TEXT PASSAGE:
++++++++++++++++++++

[NetBSD logo]    &    [Google logo]

NetBSD-SoC: Apropos replacement based on mandoc and SQLite's FTS

What is it?

Unix systems have had a culture and one of the main reasons behind the long standing success of Unices has been to follow this culture and philosophy over the years. Part of this culture and philosophy is to provide documentation for each component of the Operating System, whether it is a command line utility, a system call, a library function, a configuration file or anything that should be documented to make the life of the end user easier. This documentation has been shipped with the base system in the form of Manual pages (man pages in short), which can be easily accessed using the 'man' command.

A couple of utilities are also provided to search the documentation easily. apropos(1) can be used to search for man pages. How apropos(1) works is very simple. The name section of the man pages has been indexed in a file (typically named whatis.db) and apropos(1) performs search on this file for the keywords specified by the user.

++++++++++++++++++++

DATA PROVIDED:
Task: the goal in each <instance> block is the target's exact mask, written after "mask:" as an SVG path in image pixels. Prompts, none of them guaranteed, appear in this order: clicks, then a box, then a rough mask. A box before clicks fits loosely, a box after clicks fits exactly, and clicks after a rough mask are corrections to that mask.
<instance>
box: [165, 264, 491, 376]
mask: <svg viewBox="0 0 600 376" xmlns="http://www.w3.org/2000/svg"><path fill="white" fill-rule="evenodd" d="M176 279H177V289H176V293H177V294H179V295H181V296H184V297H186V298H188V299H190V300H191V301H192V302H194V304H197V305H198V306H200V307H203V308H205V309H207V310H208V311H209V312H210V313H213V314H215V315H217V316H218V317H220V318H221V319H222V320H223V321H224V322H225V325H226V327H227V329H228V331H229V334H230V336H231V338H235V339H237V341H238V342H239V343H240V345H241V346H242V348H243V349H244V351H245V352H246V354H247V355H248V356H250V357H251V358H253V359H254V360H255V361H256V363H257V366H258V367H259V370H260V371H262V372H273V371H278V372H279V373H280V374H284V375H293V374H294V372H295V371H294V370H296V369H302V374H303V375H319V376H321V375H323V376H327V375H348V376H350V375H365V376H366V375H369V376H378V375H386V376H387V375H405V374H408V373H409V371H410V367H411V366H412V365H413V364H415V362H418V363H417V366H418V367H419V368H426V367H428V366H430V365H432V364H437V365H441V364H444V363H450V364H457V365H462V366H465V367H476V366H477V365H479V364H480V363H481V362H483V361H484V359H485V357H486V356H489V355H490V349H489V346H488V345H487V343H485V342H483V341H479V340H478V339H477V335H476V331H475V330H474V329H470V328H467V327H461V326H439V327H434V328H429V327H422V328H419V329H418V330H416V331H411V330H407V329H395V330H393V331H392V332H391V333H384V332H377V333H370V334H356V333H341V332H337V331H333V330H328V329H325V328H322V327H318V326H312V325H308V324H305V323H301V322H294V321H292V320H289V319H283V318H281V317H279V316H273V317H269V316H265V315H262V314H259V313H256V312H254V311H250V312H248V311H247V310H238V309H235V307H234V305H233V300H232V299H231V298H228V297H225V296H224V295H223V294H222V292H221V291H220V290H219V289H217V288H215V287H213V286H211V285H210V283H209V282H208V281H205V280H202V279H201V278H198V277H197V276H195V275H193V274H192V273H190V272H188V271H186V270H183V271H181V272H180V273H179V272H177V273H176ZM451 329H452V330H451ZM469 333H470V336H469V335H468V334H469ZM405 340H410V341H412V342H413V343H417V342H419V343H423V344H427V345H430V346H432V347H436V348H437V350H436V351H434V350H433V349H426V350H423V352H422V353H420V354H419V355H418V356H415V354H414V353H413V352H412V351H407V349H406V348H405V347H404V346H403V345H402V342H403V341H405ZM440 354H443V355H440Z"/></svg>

++++++++++++++++++++

BRIEF: In the apropos replacement page, what is the file that indexes the name section of the man pages typically named?

WRITTEN REPLY: whatis.db